**The request**:
Display every line of the rows below that contains the string "green", treating uppercase and lowercase as distinct.

------------------------------------------------------------------------

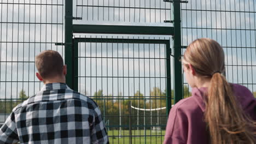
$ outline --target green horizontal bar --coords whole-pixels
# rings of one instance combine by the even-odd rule
[[[136,116],[137,117],[137,116]],[[132,125],[132,127],[166,127],[166,125],[159,124],[159,125]],[[129,125],[106,125],[107,128],[129,128]]]
[[[160,39],[129,39],[112,38],[77,38],[75,43],[123,43],[123,44],[162,44],[170,43],[170,40]]]
[[[75,33],[173,35],[172,27],[73,25]]]

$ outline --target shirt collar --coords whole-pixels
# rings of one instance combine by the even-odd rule
[[[64,83],[51,83],[44,85],[41,91],[51,91],[60,89],[70,89],[70,88],[68,87],[67,84]]]

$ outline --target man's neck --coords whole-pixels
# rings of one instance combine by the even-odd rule
[[[52,83],[66,83],[65,79],[51,79],[49,80],[44,80],[43,82],[44,85]]]

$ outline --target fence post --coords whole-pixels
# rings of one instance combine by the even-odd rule
[[[181,2],[173,1],[174,22],[174,103],[182,99],[181,58]]]
[[[67,74],[66,82],[71,88],[73,88],[73,1],[65,0],[65,64],[67,65]]]

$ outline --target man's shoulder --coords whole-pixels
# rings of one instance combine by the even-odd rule
[[[18,105],[14,109],[13,111],[20,109],[22,107],[27,107],[29,105],[33,105],[37,104],[48,104],[63,103],[64,101],[74,101],[75,106],[86,107],[88,109],[95,110],[98,105],[97,103],[88,96],[85,95],[79,92],[72,89],[66,89],[66,92],[62,93],[63,95],[44,95],[45,91],[40,91],[32,97],[30,97],[23,103]],[[44,98],[44,97],[45,97]],[[47,98],[47,97],[49,98]]]

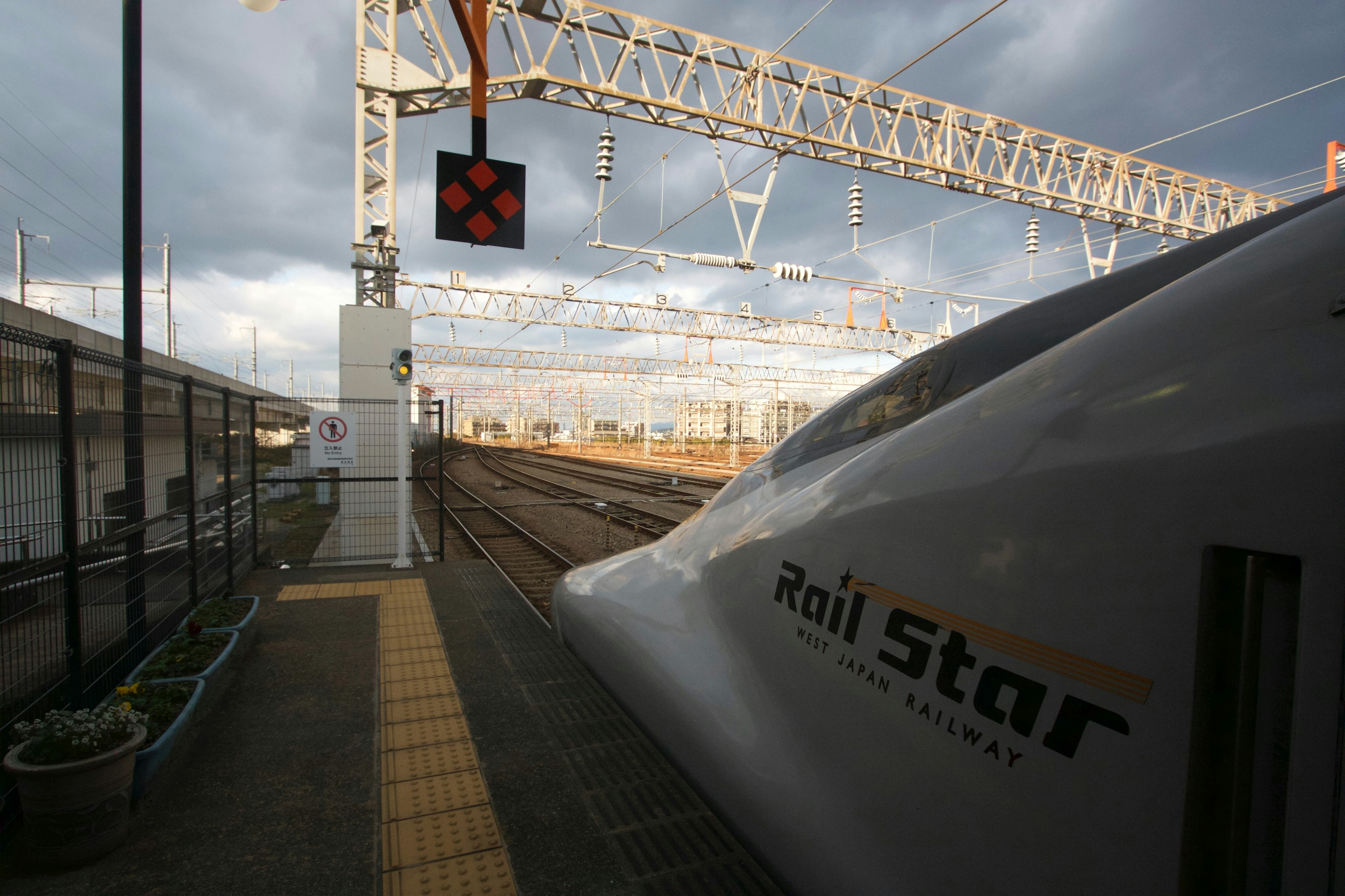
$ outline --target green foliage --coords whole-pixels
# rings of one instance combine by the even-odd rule
[[[183,708],[191,700],[191,695],[196,692],[196,684],[192,681],[174,681],[165,684],[152,684],[152,682],[136,682],[124,688],[117,688],[116,703],[125,707],[129,705],[133,711],[144,713],[145,719],[140,723],[148,731],[149,736],[145,737],[145,743],[141,750],[152,747],[159,737],[163,736],[168,727],[178,720],[182,715]]]
[[[52,709],[36,721],[15,724],[15,736],[20,742],[28,742],[19,759],[34,766],[89,759],[130,740],[136,733],[136,723],[144,719],[144,713],[124,705],[102,705],[74,712]]]
[[[230,637],[225,631],[195,637],[179,631],[168,638],[163,650],[155,654],[155,658],[140,670],[140,677],[148,681],[151,678],[186,678],[200,674],[229,646]]]
[[[227,629],[242,622],[249,610],[252,610],[250,600],[214,598],[192,610],[187,618],[202,629]]]

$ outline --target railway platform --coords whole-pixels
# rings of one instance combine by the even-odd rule
[[[261,631],[81,869],[15,896],[777,893],[490,563],[257,570]]]

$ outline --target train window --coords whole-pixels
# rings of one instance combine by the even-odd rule
[[[1205,549],[1182,893],[1280,893],[1298,557]]]
[[[726,506],[795,467],[920,419],[951,371],[951,359],[932,349],[855,390],[744,467],[710,509]]]
[[[902,364],[884,380],[865,390],[855,400],[827,412],[826,419],[812,433],[811,441],[862,429],[874,430],[868,434],[872,438],[905,426],[917,418],[929,402],[932,392],[929,375],[933,364],[932,357],[917,357]]]

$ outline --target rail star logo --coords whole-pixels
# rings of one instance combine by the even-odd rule
[[[441,152],[436,185],[436,239],[523,249],[523,165]]]
[[[1046,684],[1024,674],[1024,669],[1009,668],[1013,664],[1003,666],[982,664],[983,654],[971,653],[967,649],[968,643],[994,650],[1014,664],[1022,662],[1049,670],[1114,697],[1139,704],[1149,700],[1154,684],[1149,678],[915,600],[866,582],[850,568],[839,576],[839,587],[834,594],[810,583],[807,571],[802,566],[784,560],[780,568],[773,598],[781,609],[796,613],[812,623],[798,626],[798,641],[804,647],[827,656],[829,660],[835,657],[838,670],[881,693],[893,693],[902,700],[902,705],[913,719],[932,723],[940,731],[958,735],[959,728],[955,721],[958,715],[962,715],[963,744],[972,747],[978,744],[987,731],[985,720],[995,725],[1007,723],[1009,731],[1021,737],[1034,736],[1038,715],[1048,707],[1052,690]],[[857,645],[861,637],[861,621],[870,604],[880,604],[888,611],[882,641],[876,650],[863,643]],[[940,631],[947,631],[947,638],[940,638]],[[936,646],[939,662],[933,676],[933,689],[937,696],[919,697],[916,690],[902,696],[904,688],[900,686],[893,690],[892,685],[901,681],[893,673],[900,673],[912,682],[925,680]],[[978,665],[979,676],[972,685],[972,674],[978,672]],[[964,676],[964,673],[971,674]],[[976,713],[979,719],[967,717],[962,709],[968,690],[970,712]],[[940,707],[940,700],[952,705]],[[1112,709],[1073,693],[1065,693],[1059,700],[1054,723],[1042,736],[1041,744],[1061,756],[1072,759],[1088,729],[1104,728],[1115,732],[1106,736],[1130,733],[1130,723]],[[1056,701],[1050,700],[1050,704],[1054,705]],[[943,724],[944,720],[947,725]],[[972,725],[979,725],[979,731]],[[1009,731],[1003,733],[1007,735]],[[983,752],[999,760],[1001,740],[994,733],[990,735],[990,743]],[[1005,742],[1003,755],[1007,767],[1013,767],[1022,752],[1015,752],[1009,742]]]

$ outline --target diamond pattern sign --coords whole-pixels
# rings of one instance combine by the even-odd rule
[[[523,249],[527,168],[498,159],[438,153],[434,236]]]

------------------------------------------------------------------------

**Completed exercise**:
$ outline --target green horizontal bar --coords whole-pixels
$ outline --target green foliage --coords whole-pixels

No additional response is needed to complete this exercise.